#### [Text passage]
━━━━━━━━

Our Lady of Copacabana is the patron saint of boy racers, who come to the town in large numbers on her feast day to have their cars blessed. Then they get drunk and drive around for a while. Gringos are advised to stay away until the festivities are over. But when we were there we did watch a street marriage celebration with music and dancing. I thought something was wrong with the beer – people kept pouring some of it onto the ground. I later discovered it was in honour of Pachamama, the Inca Earth goddess who is in the fertility business. The Spanish imposed Catholicism all over South America but Pachamama is still alive and well and living in Copacabana.

4

Around Annapurna

Of course an essence of Nepal. Ever present at the end of the slightest alley that reminds Nepal a loyally paradise of gallant shade the ‘Nature’.

From the website of Hotel Nature.

From our hotel window I can see banana trees, lemon trees, ducks, vines, pot plants, crows, washing, solar panels, brick walls, and flags. The roofs have a tower on them for water tanks–with a spiral staircase you can climb. Hear–dogs, cars beeping, voices, motorbikes, brakes squealing.

From Flic’s journal, November 2007.

I don’t know the hour but it is early morning, sometime between first light and sunrise. I am up on the flat rooftop of Hotel Nature, looking out across the city through a haze of pollution and humidity. Kathmandu stretches, in some directions, as far the eye can see; only to the west I can make out hills touched with the green of something like woodland or farmland, and to the north, between drifting clouds, glimpses of snow covered mountains.

Low-rise square buildings of brick and concrete surround me, all of them with black plastic water tanks on their roofs, some with pot plants and even small trees, some with washing hanging out, a few with early rising people. A man nearby clears his throat and cleans his teeth. A woman below me is preparing vegetables. Further away a small boy waits until his mother has gone, jumps up onto the parapet and balances along high above the street. There is the sound of a small handheld bell and I look down and across at a man chanting a prayer. There is the smoke of burning juniper leaves and then the bell again.

━━━━━━━━

#### [Information provided]
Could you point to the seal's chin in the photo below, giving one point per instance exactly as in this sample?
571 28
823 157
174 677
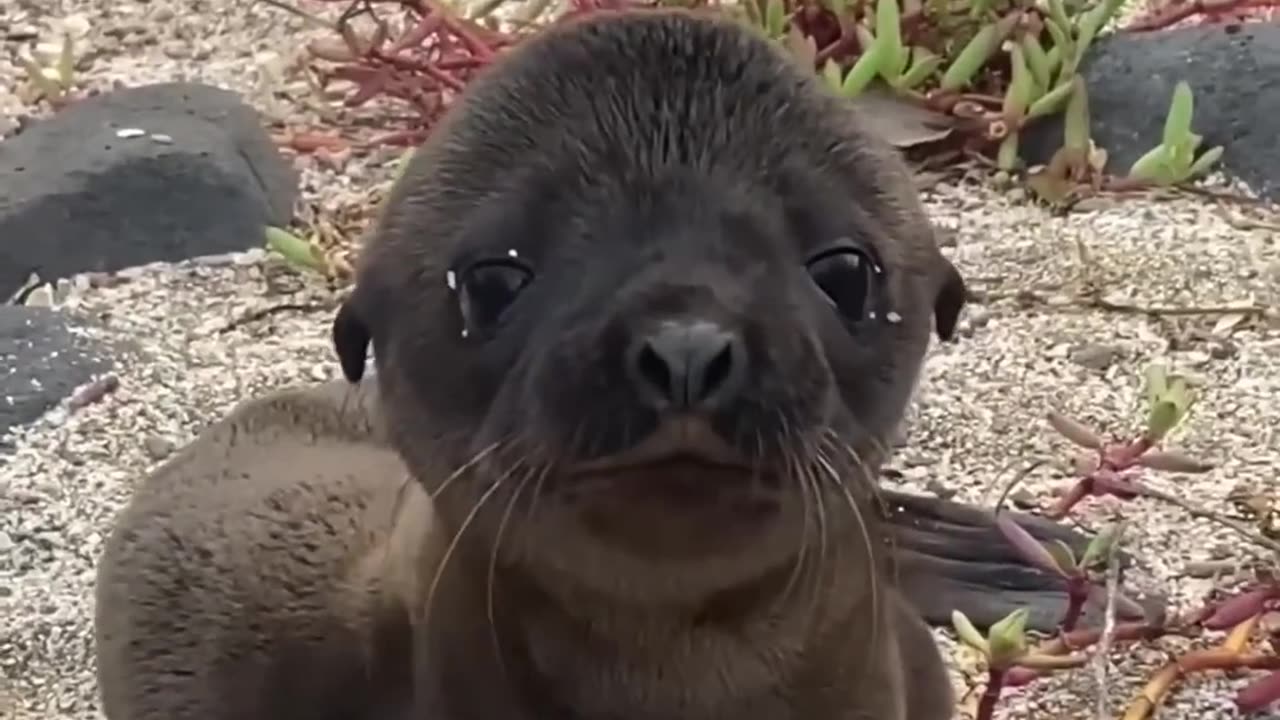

━━━━━━━━

Continue the travel memoir about Copacabana and Kathmandu, which appears above the listing, from the point where it stops.

I can see no old buildings, just these newly decrepit, multi-occupied blocks, a few vacant lots awaiting development and some half-built concrete shells of buildings-to-be. Further away are few scattered little tree-covered hillocks, like tiny islands above the streets. And a bigger hill with trees and what might be a temple, I can make out two white towers and a golden dome.

I don’t know it yet but this is to be only the first of a great number of early morning rooftop views, in a dozen countries on four continents, that I will experience during the next few years. Views over cities and mountains and farmland and desert and the sea. I wake up early in a new place, excited by life, looking out and around, maybe wondering what’s ahead. It’s the best time of the day.

Walking the Annapurna Circuit is, for the most part, easier than walking in Wales. The old trade routes that are now popular with trekkers run through settled countryside and there are villages every few miles along the way. In every one of them you can buy food and drink and find a cheap place to stay the night. There are no way markers but friendly locals will put you back on the path if you get lost. The only problem is the altitude. The route takes you up the valley of the Marsyangdi River and down the valley of the Khali Kandaki. You just have to cross from one to the other by way of the Thorong La, a 17,000 ft pass, where cold and altitude sickness will kill you if you are unlucky enough to get benighted. I really didn’t know what effect altitude would have on my illness so we employed both a guide and a porter. On the Thorong La I was pleased we had.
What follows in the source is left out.